__What is required__
Return only the tail of the data below, word for word: the line with "of the upper" and each line after it through the final one.
[[ Records for the exercise open ]]
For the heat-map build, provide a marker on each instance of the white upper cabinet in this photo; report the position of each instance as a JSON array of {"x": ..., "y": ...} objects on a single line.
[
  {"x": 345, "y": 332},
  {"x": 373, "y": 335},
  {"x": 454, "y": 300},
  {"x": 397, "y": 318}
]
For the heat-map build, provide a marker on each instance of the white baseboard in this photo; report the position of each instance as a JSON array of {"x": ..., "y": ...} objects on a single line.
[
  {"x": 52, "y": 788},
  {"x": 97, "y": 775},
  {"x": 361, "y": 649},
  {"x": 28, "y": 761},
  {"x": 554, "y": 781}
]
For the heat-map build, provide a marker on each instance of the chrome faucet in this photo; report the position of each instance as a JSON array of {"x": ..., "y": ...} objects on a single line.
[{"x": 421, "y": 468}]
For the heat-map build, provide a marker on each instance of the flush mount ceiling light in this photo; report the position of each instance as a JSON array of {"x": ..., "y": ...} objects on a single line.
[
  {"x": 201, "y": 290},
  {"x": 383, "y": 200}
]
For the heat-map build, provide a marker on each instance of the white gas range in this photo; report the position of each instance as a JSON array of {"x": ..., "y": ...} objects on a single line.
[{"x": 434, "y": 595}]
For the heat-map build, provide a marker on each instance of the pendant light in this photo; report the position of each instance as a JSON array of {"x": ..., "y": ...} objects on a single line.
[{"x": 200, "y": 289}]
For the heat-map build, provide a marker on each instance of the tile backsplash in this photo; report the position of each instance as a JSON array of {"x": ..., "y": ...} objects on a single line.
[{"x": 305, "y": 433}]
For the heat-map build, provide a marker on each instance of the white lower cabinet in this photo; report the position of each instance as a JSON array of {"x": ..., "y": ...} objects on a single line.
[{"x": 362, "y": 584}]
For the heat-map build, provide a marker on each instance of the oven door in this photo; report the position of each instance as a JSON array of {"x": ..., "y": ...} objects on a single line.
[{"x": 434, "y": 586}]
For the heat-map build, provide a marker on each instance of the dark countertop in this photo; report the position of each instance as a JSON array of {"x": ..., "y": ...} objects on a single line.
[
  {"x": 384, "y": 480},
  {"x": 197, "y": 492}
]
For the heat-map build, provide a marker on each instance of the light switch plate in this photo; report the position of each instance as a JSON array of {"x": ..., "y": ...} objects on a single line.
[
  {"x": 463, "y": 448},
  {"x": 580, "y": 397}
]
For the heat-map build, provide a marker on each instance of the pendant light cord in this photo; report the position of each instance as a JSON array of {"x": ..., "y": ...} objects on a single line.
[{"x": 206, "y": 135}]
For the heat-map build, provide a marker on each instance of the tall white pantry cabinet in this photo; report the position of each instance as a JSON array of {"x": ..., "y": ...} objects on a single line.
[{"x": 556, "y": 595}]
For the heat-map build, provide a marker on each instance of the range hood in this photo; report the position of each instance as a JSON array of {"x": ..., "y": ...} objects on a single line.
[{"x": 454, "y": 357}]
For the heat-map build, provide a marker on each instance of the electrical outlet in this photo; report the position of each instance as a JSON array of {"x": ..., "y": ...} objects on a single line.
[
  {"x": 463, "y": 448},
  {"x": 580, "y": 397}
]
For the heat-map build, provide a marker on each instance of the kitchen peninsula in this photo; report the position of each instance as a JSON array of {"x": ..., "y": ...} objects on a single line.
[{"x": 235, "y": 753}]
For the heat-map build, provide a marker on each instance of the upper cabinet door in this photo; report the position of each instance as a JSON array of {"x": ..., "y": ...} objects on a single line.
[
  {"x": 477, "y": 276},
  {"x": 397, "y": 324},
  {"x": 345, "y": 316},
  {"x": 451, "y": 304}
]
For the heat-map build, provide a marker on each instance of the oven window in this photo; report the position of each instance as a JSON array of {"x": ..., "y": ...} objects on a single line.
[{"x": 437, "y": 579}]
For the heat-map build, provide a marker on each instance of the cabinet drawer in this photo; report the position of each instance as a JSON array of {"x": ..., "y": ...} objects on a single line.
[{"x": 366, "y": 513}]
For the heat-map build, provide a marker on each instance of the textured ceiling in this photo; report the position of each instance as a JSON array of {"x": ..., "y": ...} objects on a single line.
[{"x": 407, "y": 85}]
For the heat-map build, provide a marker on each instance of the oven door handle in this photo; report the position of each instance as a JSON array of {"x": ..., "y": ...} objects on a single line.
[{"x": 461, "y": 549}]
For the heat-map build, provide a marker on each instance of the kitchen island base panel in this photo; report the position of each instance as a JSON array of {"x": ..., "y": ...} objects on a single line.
[[ Records for the exercise closed ]]
__Response for this exercise__
For the heat-map build, provide a marker on each instance of the upper cabinet door in this photo; report the position of each instance as a JSON array of {"x": ..., "y": ...} objects on a single line.
[
  {"x": 477, "y": 276},
  {"x": 397, "y": 324},
  {"x": 345, "y": 316},
  {"x": 451, "y": 304}
]
For the heat-map build, provide a marker on each instance of the oven window in this photo; report the position of each instance as a JSON array of {"x": ..., "y": ...} objects on a single line.
[{"x": 437, "y": 579}]
For the heat-map build, provide a marker on each instance of the cabinet drawer in this photo; report the position of each instance as a JSON array of {"x": ..., "y": ...} objects on a single line.
[{"x": 366, "y": 513}]
For the heat-map build, provide a marker on each instance of the textured ceiling in this photo; report the position of each instance as a JSON array of {"x": ..., "y": ...} objects on a single line.
[{"x": 407, "y": 85}]
For the heat-map build, provide a marker on each instance of the oven door handle in this photo; report the position of each instance as a JSON array of {"x": ..., "y": ...} objects on a single line.
[{"x": 461, "y": 549}]
For the heat-map build, provide a marker on each instance of the kitchen island base panel in this photo; report the position of each instance as a JSON array of {"x": ..., "y": ...} objects on a single line.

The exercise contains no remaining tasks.